■ **To do**
a – In the article on refugee policy, how many amendments did the House of Lords send back to Parliament?
b – Please reproduce the passage from the article on refugee policy starting at "We hear talk" and ending at "those in need.".

■ **Text passage**
--------------------------------------------------

Speaking for Ourselves

The UK must not abdicate from its responsibilities to refugees

The UK must not abdicate from its responsibilities to refugees


 Migrant Voice - The UK must not abdicate from its responsibilities to refugees



As the Anti-Refugee Bill returns to the House of Commons, Members of Parliament have the opportunity to end this inhumane and immoral proposal once and for all. The bill faced significant opposition in the House of Lords, with 20 amendments being sent back to Parliament, believed to be a record for any piece of legislation. The reality, however, is that no amount of tweaks of changes can make this bill any better.

At its core, its very purpose, it is performative cruelty. What this government is attempting to do is deny those most in need the opportunity to seek asylum. Not only that, but criminalise those who try and do so. We have heard countless debates about asylum policy in recent years, yet the voices of those most affected are ignored or dismissed. If Ministers actually listened to those seeking safety then they would have to acknowledge that this bill serves no purpose other than to create yet more harm for those who have faced so much.

People will still continue to seek safety; this government’s own impact assessment of the bill shows that. All that will happen is that they are placed at more risk of exploitation, again a fact recognised by the Home Office’s own analysis of harsher asylum policies.  

We hear talk about “numbers”, but each of those figures is a person. They are people with hopes and dreams. They are seeking safety often from situations which most of us could not even begin to imagine. There is no either/or when it comes to providing protection for those in need. 

If you want a figure to look at it is £3billion. That is the estimated annual cost for implementing the bill. That is £3billion wasted on a policy designed only to penalise people for desperately wanting to be safe. £3billion which could be invested in our communities to support everyone.

--------------------------------------------------

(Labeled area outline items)
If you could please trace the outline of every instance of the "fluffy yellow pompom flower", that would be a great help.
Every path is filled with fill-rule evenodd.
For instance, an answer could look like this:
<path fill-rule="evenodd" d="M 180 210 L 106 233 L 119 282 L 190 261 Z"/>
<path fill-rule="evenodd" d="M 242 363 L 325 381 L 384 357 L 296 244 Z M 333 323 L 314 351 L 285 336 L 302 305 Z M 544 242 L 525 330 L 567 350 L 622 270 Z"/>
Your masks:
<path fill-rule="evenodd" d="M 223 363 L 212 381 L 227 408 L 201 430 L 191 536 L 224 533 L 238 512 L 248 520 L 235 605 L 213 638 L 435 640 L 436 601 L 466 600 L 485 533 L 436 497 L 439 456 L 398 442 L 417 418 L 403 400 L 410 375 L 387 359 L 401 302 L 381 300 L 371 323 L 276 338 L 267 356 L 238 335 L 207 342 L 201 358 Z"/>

--------------------------------------------------

■ **Answers to the exercises**
a – 20 amendments.

b –
We hear talk about “numbers”, but each of those figures is a person. They are people with hopes and dreams. They are seeking safety often from situations which most of us could not even begin to imagine. There is no either/or when it comes to providing protection for those in need.